→ Document extract
The Personal Property Securities (PPS) regime commenced in Australia on 30 January 2012. Over the last 12 years, businesses have had to implement and get used to an entirely new system for registering “security interests” claimed in and over “personal property”.

Review of PPS regime

In 2014, a statutory review of the operation and effectiveness of the PPS regime was undertaken (the Whittaker Review). The Whittaker Review’s final report (published in 2015) ultimately made 394 recommendations for changes to the PPS regime, with a view to making it more simplified, more clear and more accessible to users.

Between September to November 2023, the Australian Government consulted publicly on its proposed response to the Whittaker Review – outlining the recommendations it proposes to adopt and circulating draft amendment legislation.

Whilst the proposed changes are still exactly just that – proposals not yet in law – it pays for businesses to start thinking now about the potential reforms, the impacts they will have on business, and the changes that will be required to the business’ trading documents, internal credit processes and more.

Proposed changes

Of the Whittaker Review’s 394 recommendations, the Government appears set to adopt 345 of the changes (either in whole or in part). The sheer volume of changes adopted for acceptance indicates a major overhaul of the PPS regime.

Many of the important proposed changes with real life impact for businesses can be grouped as follows:

  1. Amendments to the scope and operation of the Personal Property Securities Act (PPS Act);
  2. Amendments to improve the use and functionality of the online PPS Register; and
  3. Amendments to provide clarity and consistency in concepts.

→ Given data
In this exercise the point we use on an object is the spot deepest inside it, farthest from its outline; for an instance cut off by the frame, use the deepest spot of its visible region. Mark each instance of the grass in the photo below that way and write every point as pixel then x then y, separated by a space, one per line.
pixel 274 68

→ Goal
Reproduce the text on the proposed reforms to Australia's PPS regime word for word, in its entirety.

→ Exercise result
The Personal Property Securities (PPS) regime commenced in Australia on 30 January 2012. Over the last 12 years, businesses have had to implement and get used to an entirely new system for registering “security interests” claimed in and over “personal property”.

Review of PPS regime

In 2014, a statutory review of the operation and effectiveness of the PPS regime was undertaken (the Whittaker Review). The Whittaker Review’s final report (published in 2015) ultimately made 394 recommendations for changes to the PPS regime, with a view to making it more simplified, more clear and more accessible to users.

Between September to November 2023, the Australian Government consulted publicly on its proposed response to the Whittaker Review – outlining the recommendations it proposes to adopt and circulating draft amendment legislation.

Whilst the proposed changes are still exactly just that – proposals not yet in law – it pays for businesses to start thinking now about the potential reforms, the impacts they will have on business, and the changes that will be required to the business’ trading documents, internal credit processes and more.

Proposed changes

Of the Whittaker Review’s 394 recommendations, the Government appears set to adopt 345 of the changes (either in whole or in part). The sheer volume of changes adopted for acceptance indicates a major overhaul of the PPS regime.

Many of the important proposed changes with real life impact for businesses can be grouped as follows:

  1. Amendments to the scope and operation of the Personal Property Securities Act (PPS Act);
  2. Amendments to improve the use and functionality of the online PPS Register; and
  3. Amendments to provide clarity and consistency in concepts.